> **WHAT IS NEEDED**: Repeat every line of the data verbatim.

Saved entries
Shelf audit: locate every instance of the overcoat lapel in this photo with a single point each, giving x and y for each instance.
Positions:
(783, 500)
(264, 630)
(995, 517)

> **EXERCISE OUTPUT**:
Shelf audit: locate every instance of the overcoat lapel in this photo with a single point each, giving x and y for each instance.
Positions:
(783, 500)
(264, 630)
(995, 517)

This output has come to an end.